═════ Records for the task

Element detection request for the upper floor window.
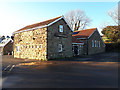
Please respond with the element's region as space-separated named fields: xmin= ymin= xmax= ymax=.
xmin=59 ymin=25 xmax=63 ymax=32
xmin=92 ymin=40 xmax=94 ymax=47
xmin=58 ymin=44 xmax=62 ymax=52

══════════

What to do: Would you restate the records above word for word and exclude the pictures?

Written response:
Element detection request for the upper floor window.
Please respond with the element's region as space-separated named fields: xmin= ymin= xmax= ymax=.
xmin=59 ymin=25 xmax=63 ymax=32
xmin=92 ymin=40 xmax=94 ymax=47
xmin=58 ymin=44 xmax=62 ymax=52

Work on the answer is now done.